▸ **Given exercise**: Please transcribe the records below from their start through the line containing "point(283, 29)", with both ends included, and leave the pictures out of your answer.

Coordinate labeling data
-------
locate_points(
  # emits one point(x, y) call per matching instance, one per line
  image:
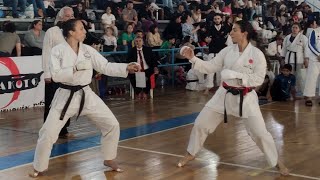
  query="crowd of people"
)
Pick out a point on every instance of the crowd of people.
point(241, 40)
point(283, 29)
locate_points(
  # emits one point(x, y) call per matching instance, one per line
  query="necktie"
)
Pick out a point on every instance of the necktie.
point(141, 60)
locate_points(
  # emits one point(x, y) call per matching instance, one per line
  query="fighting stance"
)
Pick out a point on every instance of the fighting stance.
point(52, 38)
point(313, 70)
point(71, 65)
point(243, 67)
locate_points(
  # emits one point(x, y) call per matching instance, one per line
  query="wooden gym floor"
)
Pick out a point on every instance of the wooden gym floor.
point(154, 135)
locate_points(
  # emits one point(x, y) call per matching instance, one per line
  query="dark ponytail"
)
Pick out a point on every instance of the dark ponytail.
point(69, 26)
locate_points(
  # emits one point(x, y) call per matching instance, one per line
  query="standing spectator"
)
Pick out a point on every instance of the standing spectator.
point(142, 55)
point(38, 8)
point(127, 37)
point(9, 40)
point(129, 15)
point(33, 39)
point(174, 28)
point(153, 37)
point(22, 5)
point(188, 29)
point(284, 85)
point(110, 41)
point(109, 20)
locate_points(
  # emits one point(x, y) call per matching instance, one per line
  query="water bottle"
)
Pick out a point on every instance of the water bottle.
point(162, 82)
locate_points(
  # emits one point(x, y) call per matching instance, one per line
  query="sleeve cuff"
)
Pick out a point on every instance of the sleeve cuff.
point(47, 75)
point(194, 59)
point(244, 80)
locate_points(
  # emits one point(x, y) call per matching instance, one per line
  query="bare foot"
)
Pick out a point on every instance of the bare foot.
point(206, 92)
point(67, 136)
point(113, 165)
point(282, 168)
point(188, 157)
point(35, 174)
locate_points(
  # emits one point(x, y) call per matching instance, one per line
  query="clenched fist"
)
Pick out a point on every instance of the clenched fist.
point(133, 67)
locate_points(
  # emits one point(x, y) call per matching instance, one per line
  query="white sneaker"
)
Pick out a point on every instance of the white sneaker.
point(21, 16)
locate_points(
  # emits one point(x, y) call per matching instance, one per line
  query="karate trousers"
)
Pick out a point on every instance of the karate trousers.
point(208, 120)
point(313, 73)
point(99, 114)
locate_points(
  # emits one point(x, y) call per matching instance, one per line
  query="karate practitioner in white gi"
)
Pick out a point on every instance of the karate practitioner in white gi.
point(242, 66)
point(71, 65)
point(294, 50)
point(52, 38)
point(313, 70)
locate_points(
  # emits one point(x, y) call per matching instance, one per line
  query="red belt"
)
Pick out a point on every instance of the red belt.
point(242, 91)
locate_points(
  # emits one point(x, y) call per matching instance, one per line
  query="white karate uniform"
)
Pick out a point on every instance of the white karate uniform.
point(71, 69)
point(296, 48)
point(251, 66)
point(52, 38)
point(313, 70)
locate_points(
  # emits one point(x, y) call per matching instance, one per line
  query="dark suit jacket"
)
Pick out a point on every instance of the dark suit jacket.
point(148, 57)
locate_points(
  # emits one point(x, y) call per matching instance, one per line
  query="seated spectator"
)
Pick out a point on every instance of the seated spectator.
point(130, 15)
point(146, 16)
point(38, 8)
point(168, 44)
point(33, 39)
point(168, 3)
point(22, 5)
point(174, 28)
point(127, 36)
point(187, 41)
point(110, 41)
point(227, 10)
point(196, 15)
point(284, 85)
point(50, 8)
point(80, 12)
point(206, 8)
point(153, 37)
point(109, 20)
point(142, 55)
point(138, 33)
point(9, 40)
point(180, 9)
point(263, 91)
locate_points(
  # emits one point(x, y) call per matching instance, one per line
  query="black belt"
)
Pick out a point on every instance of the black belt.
point(295, 59)
point(196, 80)
point(72, 89)
point(235, 91)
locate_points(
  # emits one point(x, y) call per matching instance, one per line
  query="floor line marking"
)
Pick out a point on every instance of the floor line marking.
point(98, 145)
point(288, 111)
point(220, 162)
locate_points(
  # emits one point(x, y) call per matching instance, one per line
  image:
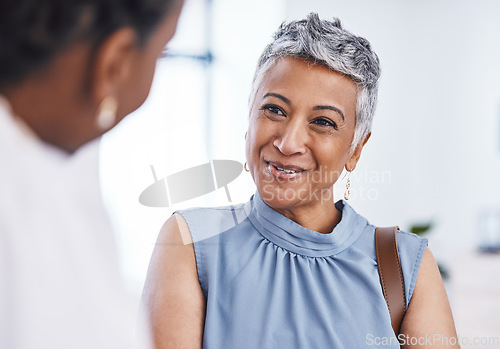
-------
▸ **Task response**:
locate_points(
  # emits one point(x, y) call per matching instance, one per line
  image:
  query="crowd of people"
)
Pick out a point on every instance of the crowd of people.
point(241, 40)
point(283, 29)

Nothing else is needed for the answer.